◆ Page excerpt
● ● ● ●

JuliaServices / AutoHashEquals.jl

A Julia macro to add == and hash() to composite types.
Other
57 stars 12 forks source link

Generated inner constructor should have parameters constrained. #49

Open gafter opened 1 year ago

gafter commented 1 year ago

According to the Julia documentation at https://docs.julialang.org/en/v1/manual/constructors/#man-inner-constructor-methods

If any inner constructor method is defined, no default constructor method is provided: it is presumed that you have supplied yourself with all the inner constructors you need. The default constructor is equivalent to writing your own inner constructor method that takes all of the object's fields as parameters (constrained to be of the correct type, if the corresponding field has a type), and passes them to new, returning the resulting object:

But @auto_hash_equals generates the constructor with unconstrained parameter types. Those parameters should be constrained.

● ● ● ●

Point-based annotation data:

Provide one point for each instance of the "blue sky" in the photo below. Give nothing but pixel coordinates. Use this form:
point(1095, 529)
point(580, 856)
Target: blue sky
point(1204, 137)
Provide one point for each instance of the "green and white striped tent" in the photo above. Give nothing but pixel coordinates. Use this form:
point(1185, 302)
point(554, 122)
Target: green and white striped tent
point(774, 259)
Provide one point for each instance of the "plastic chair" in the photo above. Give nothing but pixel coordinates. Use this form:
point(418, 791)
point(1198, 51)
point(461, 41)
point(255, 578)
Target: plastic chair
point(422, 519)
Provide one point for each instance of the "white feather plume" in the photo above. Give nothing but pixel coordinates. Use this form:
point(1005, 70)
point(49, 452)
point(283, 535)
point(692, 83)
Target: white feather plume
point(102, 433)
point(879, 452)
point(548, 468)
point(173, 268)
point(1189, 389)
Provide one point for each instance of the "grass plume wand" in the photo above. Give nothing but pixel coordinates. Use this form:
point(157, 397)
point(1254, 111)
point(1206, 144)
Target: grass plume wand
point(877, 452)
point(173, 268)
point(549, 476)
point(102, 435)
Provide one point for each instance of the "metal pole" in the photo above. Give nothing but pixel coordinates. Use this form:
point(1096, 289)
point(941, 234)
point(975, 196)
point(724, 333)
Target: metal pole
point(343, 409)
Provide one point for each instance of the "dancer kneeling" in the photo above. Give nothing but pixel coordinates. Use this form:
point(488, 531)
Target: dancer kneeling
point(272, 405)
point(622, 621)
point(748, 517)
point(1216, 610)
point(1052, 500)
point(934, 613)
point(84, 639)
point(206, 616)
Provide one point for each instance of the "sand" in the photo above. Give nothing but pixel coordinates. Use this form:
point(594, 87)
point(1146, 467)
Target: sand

● ● ● ●

◆ Problems
A) For each statement about the AutoHashEquals issue, answer yes or no and quote the words of the issue that decide it. (i) The issue was opened by gafter. (ii) According to the quoted documentation, a default constructor is still provided when an inner constructor is defined. (iii) @auto_hash_equals generates the constructor with constrained parameter types.
B) Please extend the AutoHashEquals issue with a few more sentences, starting right after its final line.

◆ Written answers
A)
(i) Yes: "gafter opened 1 year ago"
(ii) No: "If any inner constructor method is defined, no default constructor method is provided"
(iii) No: "But @auto_hash_equals generates the constructor with unconstrained parameter types."

B)
gafter commented 1 year ago

This is a slightly breaking change. The following no longer runs:

@auto_hash_equals_cached struct S268
    x::Int
end
@assert S268(2.0).x === 2 # MethodError: no method matching Main.A.S268(::Float64)

@auto_hash_equals_cached struct S269{T <: Any}
    x::T
end
@assert S269{Int}(2.0).x === 2 # MethodError: no method matching Main.A.S269{Int64}(::Float64)
@assert S269(2.0).x === 2.0

So we would have to bump the major version number.

mcmcgrath13 commented 1 year ago

I tried playing with this as it surprised me a bit and I don't see Julia enforcing that behavior with the default constructor. Are we sure we want to do this?

julia> struct Foo{T}
       a::T
       end

julia> Foo(2.0)
Foo{Float64}(2.0)

julia> Foo{Int}(2.0)
Foo{Int64}(2)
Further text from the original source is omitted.